(SOURCE DOCUMENT):

To study the effect of fracture system on the hydraulic properties of the medium, fracture systems with various exponents a in the power law (2.1) and number of fractures in the system \({{n}_{f}}\) are considered. The exponent in the distribution law took the values \(a = 1.5,\;2.0,\;2.5,\;3.0,\) and 3.5 the number of fractures in the system was equal to \({{n}_{f}} = 50,\;100,\;150,\) and 200. For each pair of values of the parameters a and \({{n}_{f}}\), 40 implementations of the fracture systems were created. Thus, in total, \(N = 5 \times 4 \times 40 = 800\) realizations of the fracture systems were considered in the work. For all cases, the values of \({{l}_{{{\text{max}}}}} = 2L = 500\) m and \({{l}_{{{\text{min}}}}} = 0.06L = 15\) m were taken. When generating the fracture systems, we took \({{d}_{{{\text{min}}}}} = 5\) m and \({{\theta }_{{{\text{min}}}}} = 20^\circ \). The density and percolation parameter for all realizations of the fracture systems belonged to the following intervals: \(\gamma \in \left[ {0.016;0.202} \right]\) and \(p \in \left[ {0.4;26.2} \right]\).

(RECORDS SUPPLIED):
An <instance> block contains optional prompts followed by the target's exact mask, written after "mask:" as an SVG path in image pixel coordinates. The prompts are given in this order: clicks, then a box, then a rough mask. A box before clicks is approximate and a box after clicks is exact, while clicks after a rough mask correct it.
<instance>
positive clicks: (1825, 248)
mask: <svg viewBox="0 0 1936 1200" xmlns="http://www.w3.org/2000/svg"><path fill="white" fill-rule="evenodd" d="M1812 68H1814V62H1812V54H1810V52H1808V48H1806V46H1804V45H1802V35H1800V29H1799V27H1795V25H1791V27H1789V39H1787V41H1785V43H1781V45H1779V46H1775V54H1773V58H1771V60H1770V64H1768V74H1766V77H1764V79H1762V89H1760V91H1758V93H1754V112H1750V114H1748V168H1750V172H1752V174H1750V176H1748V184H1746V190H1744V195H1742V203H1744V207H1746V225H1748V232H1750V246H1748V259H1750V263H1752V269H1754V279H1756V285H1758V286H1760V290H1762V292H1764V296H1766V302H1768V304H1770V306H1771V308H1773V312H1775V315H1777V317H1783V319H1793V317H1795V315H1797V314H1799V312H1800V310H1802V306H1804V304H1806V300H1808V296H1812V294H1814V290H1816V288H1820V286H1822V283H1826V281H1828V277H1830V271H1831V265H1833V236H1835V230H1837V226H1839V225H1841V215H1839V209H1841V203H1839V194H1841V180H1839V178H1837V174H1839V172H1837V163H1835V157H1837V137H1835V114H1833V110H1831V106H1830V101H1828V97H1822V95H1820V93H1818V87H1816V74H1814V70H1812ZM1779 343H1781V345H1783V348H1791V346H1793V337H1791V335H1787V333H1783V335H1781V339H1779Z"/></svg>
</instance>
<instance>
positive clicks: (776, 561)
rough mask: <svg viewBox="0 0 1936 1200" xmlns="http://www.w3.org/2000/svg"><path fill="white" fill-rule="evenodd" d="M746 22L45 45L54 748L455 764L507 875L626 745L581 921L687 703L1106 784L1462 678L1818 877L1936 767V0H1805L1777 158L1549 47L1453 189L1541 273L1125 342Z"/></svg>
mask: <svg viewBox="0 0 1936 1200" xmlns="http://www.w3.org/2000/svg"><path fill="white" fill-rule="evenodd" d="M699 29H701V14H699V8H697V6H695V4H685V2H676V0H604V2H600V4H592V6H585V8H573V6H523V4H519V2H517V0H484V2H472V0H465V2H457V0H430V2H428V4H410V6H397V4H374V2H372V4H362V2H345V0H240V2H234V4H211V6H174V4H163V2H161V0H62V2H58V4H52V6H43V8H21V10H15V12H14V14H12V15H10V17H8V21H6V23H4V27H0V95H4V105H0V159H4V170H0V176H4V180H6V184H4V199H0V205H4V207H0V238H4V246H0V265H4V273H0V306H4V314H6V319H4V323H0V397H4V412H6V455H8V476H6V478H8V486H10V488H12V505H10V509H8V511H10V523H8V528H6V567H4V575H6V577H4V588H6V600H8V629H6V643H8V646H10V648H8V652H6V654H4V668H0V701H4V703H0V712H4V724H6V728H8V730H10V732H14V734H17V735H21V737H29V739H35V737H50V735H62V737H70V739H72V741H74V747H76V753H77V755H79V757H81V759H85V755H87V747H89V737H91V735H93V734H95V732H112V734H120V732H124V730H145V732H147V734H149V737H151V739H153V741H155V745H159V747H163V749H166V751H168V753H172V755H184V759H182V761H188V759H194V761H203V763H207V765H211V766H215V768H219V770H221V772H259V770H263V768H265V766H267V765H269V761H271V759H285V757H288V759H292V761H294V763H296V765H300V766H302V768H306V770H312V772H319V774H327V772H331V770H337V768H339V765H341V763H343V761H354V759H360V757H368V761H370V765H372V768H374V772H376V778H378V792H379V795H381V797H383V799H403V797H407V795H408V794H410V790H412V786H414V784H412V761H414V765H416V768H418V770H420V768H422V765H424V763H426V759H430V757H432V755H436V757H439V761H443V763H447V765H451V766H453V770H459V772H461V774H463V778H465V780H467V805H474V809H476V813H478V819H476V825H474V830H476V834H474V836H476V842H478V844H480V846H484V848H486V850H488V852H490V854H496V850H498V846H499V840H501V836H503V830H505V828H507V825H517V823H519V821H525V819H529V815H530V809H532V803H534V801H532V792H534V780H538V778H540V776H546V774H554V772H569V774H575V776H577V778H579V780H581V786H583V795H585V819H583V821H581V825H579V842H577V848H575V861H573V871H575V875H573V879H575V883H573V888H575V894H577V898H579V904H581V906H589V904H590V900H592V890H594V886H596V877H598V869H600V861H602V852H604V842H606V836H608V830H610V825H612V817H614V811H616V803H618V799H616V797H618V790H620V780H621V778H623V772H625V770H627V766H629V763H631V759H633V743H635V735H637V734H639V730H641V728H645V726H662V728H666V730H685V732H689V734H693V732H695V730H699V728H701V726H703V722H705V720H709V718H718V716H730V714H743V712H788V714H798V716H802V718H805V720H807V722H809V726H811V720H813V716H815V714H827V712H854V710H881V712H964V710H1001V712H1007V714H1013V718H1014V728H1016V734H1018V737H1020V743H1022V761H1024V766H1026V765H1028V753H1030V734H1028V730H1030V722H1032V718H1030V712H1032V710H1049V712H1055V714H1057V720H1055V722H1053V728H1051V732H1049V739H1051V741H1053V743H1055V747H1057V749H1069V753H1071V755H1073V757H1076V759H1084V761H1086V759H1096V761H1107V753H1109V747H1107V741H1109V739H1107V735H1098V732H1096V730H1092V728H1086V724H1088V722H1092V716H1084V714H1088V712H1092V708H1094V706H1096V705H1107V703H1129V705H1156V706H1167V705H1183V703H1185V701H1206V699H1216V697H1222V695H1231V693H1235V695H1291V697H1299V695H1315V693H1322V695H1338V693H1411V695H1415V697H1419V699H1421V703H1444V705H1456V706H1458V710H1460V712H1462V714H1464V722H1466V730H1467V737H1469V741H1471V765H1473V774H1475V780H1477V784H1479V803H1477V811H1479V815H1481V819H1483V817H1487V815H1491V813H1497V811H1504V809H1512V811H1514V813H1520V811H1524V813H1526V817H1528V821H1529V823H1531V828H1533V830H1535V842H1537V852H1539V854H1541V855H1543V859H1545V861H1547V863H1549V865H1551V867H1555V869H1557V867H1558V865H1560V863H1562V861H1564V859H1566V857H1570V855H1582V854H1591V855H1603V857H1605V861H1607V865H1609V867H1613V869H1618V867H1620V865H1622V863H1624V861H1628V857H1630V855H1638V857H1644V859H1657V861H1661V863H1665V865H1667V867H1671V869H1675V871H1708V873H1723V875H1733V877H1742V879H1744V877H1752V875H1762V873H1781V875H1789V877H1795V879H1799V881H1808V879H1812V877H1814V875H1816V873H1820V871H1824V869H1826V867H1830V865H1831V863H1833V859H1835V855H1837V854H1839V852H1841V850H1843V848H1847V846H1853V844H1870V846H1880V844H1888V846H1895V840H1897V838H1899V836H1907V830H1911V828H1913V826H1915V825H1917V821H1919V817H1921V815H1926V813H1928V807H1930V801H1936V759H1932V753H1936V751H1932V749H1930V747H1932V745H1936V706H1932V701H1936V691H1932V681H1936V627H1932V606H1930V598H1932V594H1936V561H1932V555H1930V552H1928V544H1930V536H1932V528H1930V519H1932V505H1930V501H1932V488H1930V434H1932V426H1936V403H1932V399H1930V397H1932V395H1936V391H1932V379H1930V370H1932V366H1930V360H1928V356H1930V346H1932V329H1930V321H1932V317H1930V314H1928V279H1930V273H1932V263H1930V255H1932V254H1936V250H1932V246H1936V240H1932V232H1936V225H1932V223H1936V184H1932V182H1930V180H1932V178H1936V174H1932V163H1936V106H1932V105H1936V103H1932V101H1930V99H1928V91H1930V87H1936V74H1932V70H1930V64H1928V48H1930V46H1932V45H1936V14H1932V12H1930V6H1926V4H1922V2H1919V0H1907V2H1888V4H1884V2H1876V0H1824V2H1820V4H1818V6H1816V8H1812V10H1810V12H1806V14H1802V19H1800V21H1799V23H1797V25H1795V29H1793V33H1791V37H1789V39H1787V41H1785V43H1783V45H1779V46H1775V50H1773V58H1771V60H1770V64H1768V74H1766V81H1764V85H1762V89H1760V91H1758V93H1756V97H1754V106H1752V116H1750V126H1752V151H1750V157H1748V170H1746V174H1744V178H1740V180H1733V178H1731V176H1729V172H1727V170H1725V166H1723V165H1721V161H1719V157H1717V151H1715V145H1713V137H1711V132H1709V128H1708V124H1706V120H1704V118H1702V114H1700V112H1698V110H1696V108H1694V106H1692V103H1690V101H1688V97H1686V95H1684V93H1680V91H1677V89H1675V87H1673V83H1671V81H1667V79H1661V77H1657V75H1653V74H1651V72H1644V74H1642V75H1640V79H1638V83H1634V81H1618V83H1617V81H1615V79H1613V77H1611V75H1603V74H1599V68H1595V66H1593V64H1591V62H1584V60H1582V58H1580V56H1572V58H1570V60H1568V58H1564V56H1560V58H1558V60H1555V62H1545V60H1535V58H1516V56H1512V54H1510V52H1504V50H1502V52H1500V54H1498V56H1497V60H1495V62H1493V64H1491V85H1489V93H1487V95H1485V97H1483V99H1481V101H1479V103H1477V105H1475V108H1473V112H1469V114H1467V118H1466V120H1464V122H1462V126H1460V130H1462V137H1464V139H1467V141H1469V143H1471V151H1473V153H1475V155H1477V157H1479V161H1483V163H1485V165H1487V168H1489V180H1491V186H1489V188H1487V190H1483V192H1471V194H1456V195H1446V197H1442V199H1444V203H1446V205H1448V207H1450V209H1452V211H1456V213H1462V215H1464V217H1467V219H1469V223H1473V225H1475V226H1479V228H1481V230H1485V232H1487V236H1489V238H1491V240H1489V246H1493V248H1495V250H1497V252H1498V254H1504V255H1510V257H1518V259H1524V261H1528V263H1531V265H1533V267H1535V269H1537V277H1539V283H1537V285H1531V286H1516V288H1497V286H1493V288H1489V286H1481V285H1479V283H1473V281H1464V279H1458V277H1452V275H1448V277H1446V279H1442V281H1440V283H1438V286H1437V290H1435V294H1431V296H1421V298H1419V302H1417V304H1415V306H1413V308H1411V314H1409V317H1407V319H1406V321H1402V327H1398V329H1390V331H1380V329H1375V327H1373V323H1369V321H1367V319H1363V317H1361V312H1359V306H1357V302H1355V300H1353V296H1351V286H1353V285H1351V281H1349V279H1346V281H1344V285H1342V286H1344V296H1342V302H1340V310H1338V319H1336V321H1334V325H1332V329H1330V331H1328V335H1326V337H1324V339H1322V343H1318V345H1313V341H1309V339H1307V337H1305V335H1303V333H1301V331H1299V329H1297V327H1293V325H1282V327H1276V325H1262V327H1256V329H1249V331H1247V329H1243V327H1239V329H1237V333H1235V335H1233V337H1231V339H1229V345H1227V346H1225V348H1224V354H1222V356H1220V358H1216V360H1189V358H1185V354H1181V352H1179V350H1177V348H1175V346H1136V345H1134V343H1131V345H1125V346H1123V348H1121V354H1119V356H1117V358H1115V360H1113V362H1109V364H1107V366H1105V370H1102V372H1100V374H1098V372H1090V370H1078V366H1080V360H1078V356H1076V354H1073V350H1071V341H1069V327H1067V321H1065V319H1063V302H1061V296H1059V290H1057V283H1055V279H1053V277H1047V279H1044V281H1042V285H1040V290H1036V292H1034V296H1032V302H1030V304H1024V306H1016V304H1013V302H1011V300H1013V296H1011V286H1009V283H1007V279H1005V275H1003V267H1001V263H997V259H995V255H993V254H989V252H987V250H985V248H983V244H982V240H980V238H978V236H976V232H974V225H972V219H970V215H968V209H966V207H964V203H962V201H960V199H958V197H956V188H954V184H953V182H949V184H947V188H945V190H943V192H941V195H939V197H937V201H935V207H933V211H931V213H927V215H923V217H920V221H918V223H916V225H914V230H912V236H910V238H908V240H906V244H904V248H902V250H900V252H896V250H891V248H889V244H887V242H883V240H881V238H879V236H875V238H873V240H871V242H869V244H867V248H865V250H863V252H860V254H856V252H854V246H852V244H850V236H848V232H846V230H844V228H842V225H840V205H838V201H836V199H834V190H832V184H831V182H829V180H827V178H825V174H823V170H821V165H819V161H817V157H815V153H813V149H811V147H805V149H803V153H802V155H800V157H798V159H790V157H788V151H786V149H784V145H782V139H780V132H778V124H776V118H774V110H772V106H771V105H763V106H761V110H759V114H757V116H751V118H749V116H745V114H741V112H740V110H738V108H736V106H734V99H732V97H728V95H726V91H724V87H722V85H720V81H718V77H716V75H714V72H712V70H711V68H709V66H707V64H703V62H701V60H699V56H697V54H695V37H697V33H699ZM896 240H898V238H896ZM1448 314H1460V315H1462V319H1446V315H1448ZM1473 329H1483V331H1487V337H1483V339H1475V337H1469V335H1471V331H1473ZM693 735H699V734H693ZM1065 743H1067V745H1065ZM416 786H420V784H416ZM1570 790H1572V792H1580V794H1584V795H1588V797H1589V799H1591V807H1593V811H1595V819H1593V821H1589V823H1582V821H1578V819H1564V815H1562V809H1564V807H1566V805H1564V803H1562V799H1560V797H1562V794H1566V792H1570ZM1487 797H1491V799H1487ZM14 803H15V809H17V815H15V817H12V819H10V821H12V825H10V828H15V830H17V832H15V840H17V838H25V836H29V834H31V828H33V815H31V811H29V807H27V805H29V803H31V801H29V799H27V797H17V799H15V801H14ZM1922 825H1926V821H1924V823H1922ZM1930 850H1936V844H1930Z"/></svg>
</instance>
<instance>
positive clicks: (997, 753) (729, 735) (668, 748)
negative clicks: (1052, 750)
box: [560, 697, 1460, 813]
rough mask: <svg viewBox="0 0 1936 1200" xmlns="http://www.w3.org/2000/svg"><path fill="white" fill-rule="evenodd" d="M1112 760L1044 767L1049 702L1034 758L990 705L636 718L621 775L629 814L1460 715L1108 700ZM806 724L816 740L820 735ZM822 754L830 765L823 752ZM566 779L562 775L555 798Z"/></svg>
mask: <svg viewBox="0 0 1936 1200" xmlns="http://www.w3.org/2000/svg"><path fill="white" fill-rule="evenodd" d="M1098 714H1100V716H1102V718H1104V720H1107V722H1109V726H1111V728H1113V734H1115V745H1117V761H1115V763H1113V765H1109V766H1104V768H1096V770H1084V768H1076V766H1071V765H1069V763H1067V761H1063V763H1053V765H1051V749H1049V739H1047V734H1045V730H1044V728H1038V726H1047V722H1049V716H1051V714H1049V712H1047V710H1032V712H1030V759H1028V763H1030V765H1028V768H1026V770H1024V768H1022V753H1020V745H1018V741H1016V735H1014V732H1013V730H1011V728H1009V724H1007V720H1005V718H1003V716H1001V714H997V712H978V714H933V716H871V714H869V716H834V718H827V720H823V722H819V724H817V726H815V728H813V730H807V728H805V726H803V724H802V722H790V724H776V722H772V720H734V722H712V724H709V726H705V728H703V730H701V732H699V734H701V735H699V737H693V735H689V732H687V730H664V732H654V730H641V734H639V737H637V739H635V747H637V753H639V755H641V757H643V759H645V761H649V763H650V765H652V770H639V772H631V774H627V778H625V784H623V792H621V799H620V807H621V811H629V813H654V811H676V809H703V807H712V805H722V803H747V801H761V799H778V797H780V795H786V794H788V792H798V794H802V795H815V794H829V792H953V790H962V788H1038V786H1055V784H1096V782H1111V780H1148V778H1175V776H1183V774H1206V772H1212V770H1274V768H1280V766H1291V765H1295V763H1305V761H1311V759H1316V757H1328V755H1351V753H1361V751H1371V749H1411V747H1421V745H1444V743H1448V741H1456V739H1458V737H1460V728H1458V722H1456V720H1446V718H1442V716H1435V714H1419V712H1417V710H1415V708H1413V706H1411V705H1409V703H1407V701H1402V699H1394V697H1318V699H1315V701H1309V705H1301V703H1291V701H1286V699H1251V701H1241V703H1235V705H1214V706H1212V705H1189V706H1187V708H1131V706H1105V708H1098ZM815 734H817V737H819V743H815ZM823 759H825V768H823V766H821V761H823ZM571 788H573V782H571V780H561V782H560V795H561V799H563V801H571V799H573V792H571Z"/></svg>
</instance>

(TASK A):
According to the passage on fracture systems, how many realizations of the fracture systems were considered in total?
(TASK B):
Write the next part of the passage on fracture systems, picking up after its final sentence.

(ANSWER A):
800

(ANSWER B):
In Fig. 1 we have reproduced some examples of the generated fracture systems for each of the pairs \(({{n}_{f}},a)\) and the corresponding values of \(\gamma \) and p. It can be seen that, as a decreases, the characteristic length of fractures increases and their connectivity increases. Thus, at \(a = 3.5\), fractures of small length isolated from each other predominate in the region. At \(a = 1.5\), most of the fractures are included in one cluster connecting the opposite boundaries of the computational domain.

Fig. 1.
figure 1

Examples of realization of generated fracture systems with various values of the power law exponent a of the fracture length distribution (rows) and the number of fractures in the system \({{n}_{f}}\) (columns). For each system of fractures, the values of the density of fracture system \(\gamma \) and the percolation parameter p are given.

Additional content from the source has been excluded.